§ **The task**: From the text on local pool economics, list every source of money that goes into a pool's reward budget.

§ **Text excerpt**:
****************

The design deliberately avoids any reputation-weighted mechanism for curation. An earlier iteration allowed reputation to directly increase curation weight; the current design rejects that entirely because it grants influence not fully backed by slashable capital. Curation drafting and voting are both purely stake-driven.
5.8 Local pool economics
Each pool has its own reward budget (Figure 8). The pool creator or any sponsor can top it up. Relevance-round reward floors are paid from that local budget, not from a vague global treasury. If the budget runs dry, new relevance rounds pause; the canonical record remains challengeable.
Challenge tax is paid by the challenger and routed to the challenged pool’s reward budget. For immediately active challenges, the tax credits at filing; for queued challenges, the tax remains in escrow until activation and is refunded if the challenge is cancelled or mooted by an earlier debunking. On a failed challenge, the pool-budget share of the challenger’s counter-stake (determined by the pool’s payout-split ratio) also credits the pool. Both inflows are dispute-dependent: a peaceful pool generates zero endogenous revenue. This makes pool economics local rather than governance-allocated, but also makes peacetime funding entirely sponsor-dependent.

****************

(Collected data)

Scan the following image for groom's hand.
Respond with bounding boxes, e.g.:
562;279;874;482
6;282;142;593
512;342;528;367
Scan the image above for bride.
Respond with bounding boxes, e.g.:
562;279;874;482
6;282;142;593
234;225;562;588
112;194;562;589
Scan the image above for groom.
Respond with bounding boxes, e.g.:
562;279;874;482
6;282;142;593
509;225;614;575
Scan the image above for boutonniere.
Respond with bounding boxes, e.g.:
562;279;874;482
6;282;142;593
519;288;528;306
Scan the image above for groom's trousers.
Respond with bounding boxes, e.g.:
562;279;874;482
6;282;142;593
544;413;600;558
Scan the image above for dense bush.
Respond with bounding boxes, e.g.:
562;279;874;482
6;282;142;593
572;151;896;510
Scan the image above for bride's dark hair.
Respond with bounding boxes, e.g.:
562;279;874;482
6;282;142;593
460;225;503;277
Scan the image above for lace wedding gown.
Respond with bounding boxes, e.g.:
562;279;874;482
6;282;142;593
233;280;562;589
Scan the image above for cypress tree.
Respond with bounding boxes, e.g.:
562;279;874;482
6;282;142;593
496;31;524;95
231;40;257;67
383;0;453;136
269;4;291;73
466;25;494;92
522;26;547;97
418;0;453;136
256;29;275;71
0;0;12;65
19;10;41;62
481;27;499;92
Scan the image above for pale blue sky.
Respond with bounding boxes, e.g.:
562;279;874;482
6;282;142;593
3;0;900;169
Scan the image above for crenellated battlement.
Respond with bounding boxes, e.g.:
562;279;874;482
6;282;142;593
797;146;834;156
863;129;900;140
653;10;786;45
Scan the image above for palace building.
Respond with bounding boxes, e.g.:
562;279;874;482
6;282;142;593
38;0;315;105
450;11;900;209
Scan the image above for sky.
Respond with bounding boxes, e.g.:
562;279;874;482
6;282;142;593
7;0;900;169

****************

§ **Expected answer**:
- Top-ups from the pool creator
- Top-ups from any sponsor
- The challenge tax paid by the challenger
- On a failed challenge, the pool-budget share of the challenger's counter-stake